■ Latihan Tertulis A
Tuliskan ulang bagian teks tentang pedang secara persis, mulai dari "Sejarah Pedang |" dan berakhir pada "kekayaan yang memilikinya.".
■ Latihan Tertulis B
Teruskan teks tentang pedang, dimulai setelah kalimat terakhirnya.

■ Kutipan Halaman
Pedang adalah senjata tajam yang digunakan untuk menusuk dan memotong atau menebas. Pedang biasanya terdiri dari pisau lurus dengan tepi ganda yang tajam dan memiliki sebuah gagang (pegangan). Kebanyakan pedang memang hanya memiliki pisau tunggal. Pedang membawa konotasi yang berbeda dalam kaitannya dengan wilayah geografis dan periode sejarah. Dari Saif hingga Katana, setiap bangsa telah mengembangkan senjata pedangnya masing-masing. Secara historis, pedang berevolusi dari sebuah belati pada zaman perunggu (Bronze Age) sekitar 1600 SM. Para tentara banyak yang menggunakan pedang berukuran cukup pendek tanpa silang penjaga (Crossguard) pada bagian pegangannya selama zaman besi (Iron Age). Tentara Romawi mengembangkan Spatha, sebuah pedang lurus dengan panjang antara 30-39 inci, yang kemudian berkembang menjadi pedang Eropa yang umum digunakan pada abad pertengahan (Middle Age). Penambahan crossguard pada pedang klasik belum muncul hingga abad tinggi pertengahan (High Middle Age).
Sejarah Pedang |
Seorang pendekar pedang terbiasa dalam menampilkan kemahiran dalam memainkan senjata ini, sehingga dapat menanamkan rasa takut kepada lawan secara tanpa sadar ketika berduel dengannya. Selama awal periode moderen, pedang berkembang menjadi Rapier sebelum munculnya pedang yang kecil, yang menjadi senjata utama ketika berduel pada abad ke-18. Pada pergantian abad ke-19, pedang menjadi bagian utama dalam acara ritual (penghormatan) atau sebagai peralatan dalam olahraga anggar. Pedang telah menjadi simbol kehormatan militer dan sering melambangkan kekuatan dan kebebasan. Prajurit yang menerima pedang diakui kehormatannya menjunjung tinggi kebajikan. Selama abad pertengahan (Middle Age), pedang dianggap mewakili Firman Tuhan (Word of God) dan juga mewakili keseluruhan harta kekayaan yang memilikinya.

■ Data yang Ditampilkan
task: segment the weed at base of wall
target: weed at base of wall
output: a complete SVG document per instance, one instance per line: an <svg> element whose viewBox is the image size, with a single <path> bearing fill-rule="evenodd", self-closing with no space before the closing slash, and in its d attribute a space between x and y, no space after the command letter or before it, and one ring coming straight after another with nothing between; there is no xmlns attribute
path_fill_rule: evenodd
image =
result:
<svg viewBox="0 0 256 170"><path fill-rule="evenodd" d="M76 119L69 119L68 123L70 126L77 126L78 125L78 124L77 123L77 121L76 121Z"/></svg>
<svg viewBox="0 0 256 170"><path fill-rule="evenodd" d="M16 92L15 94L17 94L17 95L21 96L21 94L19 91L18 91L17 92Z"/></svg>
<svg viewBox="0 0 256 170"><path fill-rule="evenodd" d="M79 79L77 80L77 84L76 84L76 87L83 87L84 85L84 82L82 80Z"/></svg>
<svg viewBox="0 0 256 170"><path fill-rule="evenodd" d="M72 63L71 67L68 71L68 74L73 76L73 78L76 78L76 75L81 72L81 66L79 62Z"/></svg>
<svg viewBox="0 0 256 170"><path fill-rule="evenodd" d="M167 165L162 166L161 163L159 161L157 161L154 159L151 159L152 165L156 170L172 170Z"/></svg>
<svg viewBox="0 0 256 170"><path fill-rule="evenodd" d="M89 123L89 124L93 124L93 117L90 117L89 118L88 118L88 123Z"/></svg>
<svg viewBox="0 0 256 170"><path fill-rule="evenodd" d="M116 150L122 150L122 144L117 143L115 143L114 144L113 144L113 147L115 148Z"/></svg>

* * *

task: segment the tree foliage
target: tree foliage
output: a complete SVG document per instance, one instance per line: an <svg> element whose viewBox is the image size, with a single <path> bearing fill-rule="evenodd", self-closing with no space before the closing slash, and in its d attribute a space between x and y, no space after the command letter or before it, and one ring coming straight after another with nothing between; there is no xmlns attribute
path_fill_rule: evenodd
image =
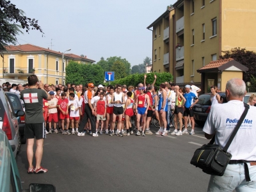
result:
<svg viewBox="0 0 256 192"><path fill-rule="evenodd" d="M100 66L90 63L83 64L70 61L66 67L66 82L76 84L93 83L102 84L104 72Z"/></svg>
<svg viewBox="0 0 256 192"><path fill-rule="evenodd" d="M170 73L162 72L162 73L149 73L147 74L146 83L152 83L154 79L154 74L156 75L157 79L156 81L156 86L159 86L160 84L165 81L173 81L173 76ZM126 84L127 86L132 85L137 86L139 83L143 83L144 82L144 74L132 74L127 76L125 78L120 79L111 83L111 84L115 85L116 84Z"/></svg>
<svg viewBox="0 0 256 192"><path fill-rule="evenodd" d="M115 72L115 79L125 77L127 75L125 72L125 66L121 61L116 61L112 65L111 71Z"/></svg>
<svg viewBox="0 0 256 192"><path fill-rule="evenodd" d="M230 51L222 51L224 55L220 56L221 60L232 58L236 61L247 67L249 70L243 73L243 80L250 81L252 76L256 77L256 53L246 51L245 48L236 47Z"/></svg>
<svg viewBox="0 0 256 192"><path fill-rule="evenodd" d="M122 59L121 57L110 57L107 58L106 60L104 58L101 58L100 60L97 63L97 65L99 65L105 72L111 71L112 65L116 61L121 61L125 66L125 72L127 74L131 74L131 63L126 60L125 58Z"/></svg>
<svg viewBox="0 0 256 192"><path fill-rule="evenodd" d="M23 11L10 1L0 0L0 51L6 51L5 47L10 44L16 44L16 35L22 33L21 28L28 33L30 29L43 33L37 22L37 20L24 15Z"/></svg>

■ Jawaban Tertulis A
Sejarah Pedang |
Seorang pendekar pedang terbiasa dalam menampilkan kemahiran dalam memainkan senjata ini, sehingga dapat menanamkan rasa takut kepada lawan secara tanpa sadar ketika berduel dengannya. Selama awal periode moderen, pedang berkembang menjadi Rapier sebelum munculnya pedang yang kecil, yang menjadi senjata utama ketika berduel pada abad ke-18. Pada pergantian abad ke-19, pedang menjadi bagian utama dalam acara ritual (penghormatan) atau sebagai peralatan dalam olahraga anggar. Pedang telah menjadi simbol kehormatan militer dan sering melambangkan kekuatan dan kebebasan. Prajurit yang menerima pedang diakui kehormatannya menjunjung tinggi kebajikan. Selama abad pertengahan (Middle Age), pedang dianggap mewakili Firman Tuhan (Word of God) dan juga mewakili keseluruhan harta kekayaan yang memilikinya.

■ Jawaban Tertulis B
Pedang pada sejarah kuno
Pedang zaman perunggu
Pedang telah berkembang dari sebuah belati kecil, ketika umat manusia mulai mahir dalam membuat pisau yang lebih panjang dengan bahan terbuat dari tembaga arsenik dan timah-tembaga sekitar 3000 SM. Para ahli telah menemukan senjata tertua seperti pedang di Arslantepe, situs lama peninggalan bangsa Turki 3300 SM, sebuah pisau pedang yang langka dengan panjang lebih dari 21 inci sampai akhir zaman perunggu.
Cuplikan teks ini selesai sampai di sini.